Work out how many lines of the data hold the string "outline", and reply with that number alone.

*** Opening PROVIDED RECORDS ***

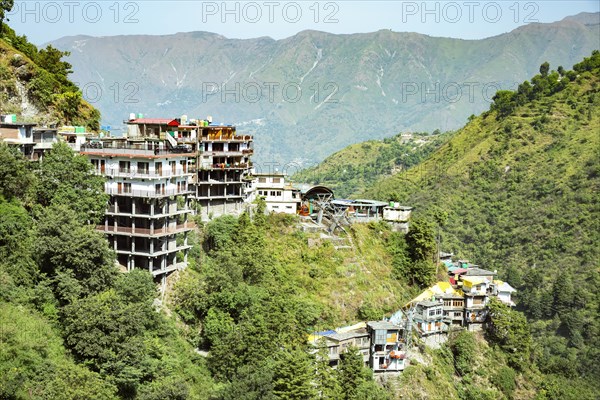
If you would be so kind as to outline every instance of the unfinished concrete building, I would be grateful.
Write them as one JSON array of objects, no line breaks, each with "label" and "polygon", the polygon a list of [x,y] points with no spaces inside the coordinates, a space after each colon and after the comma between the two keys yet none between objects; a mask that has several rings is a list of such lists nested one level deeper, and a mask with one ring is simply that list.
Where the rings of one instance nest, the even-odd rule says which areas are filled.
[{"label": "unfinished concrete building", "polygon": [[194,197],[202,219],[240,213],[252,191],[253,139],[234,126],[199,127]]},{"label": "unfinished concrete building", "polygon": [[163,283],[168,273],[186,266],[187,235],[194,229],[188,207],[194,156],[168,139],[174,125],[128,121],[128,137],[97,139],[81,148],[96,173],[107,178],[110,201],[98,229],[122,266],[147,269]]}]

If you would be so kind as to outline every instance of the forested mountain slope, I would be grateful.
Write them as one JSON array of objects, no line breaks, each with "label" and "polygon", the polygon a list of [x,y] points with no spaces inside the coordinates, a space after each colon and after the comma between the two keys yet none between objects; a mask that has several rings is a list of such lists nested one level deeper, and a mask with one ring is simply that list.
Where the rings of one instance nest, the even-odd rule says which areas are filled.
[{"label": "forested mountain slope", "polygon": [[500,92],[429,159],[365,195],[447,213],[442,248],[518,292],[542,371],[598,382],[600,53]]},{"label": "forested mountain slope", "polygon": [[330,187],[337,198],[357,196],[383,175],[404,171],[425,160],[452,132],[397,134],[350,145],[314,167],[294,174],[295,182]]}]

*** Closing PROVIDED RECORDS ***
*** Opening PROVIDED RECORDS ***

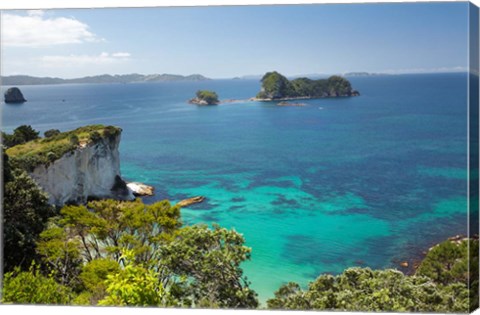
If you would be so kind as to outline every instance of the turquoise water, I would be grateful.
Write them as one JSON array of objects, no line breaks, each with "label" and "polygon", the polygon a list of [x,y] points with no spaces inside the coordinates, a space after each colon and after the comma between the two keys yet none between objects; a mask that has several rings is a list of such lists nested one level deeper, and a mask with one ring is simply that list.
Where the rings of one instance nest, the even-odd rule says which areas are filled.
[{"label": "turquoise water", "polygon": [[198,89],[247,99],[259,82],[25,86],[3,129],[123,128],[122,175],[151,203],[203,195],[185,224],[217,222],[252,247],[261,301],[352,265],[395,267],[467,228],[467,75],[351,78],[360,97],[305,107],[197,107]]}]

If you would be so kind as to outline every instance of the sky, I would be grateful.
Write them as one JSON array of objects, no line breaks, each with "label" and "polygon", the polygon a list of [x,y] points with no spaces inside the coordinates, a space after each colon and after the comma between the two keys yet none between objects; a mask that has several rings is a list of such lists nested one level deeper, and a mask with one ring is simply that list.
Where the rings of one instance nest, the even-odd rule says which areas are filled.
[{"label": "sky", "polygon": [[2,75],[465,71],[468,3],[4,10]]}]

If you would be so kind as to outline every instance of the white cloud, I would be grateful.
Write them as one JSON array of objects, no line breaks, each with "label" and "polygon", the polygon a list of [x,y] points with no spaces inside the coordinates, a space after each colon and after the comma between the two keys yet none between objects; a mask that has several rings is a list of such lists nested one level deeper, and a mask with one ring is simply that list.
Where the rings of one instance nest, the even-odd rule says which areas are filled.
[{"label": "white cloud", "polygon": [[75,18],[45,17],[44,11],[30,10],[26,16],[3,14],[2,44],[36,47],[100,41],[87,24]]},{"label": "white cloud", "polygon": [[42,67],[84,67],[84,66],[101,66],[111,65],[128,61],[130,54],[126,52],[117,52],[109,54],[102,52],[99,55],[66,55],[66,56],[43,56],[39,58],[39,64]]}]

*** Closing PROVIDED RECORDS ***
*** Opening PROVIDED RECORDS ***

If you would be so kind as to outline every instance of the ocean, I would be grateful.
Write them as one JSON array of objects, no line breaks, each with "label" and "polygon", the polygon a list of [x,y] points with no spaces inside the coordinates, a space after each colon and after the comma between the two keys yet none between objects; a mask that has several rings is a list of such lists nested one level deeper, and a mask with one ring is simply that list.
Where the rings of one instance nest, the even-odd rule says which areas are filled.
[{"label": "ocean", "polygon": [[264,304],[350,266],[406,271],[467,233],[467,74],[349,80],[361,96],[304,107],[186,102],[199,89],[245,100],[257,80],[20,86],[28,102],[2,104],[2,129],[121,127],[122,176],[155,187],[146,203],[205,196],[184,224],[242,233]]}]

*** Closing PROVIDED RECORDS ***

→ RESULT BELOW
6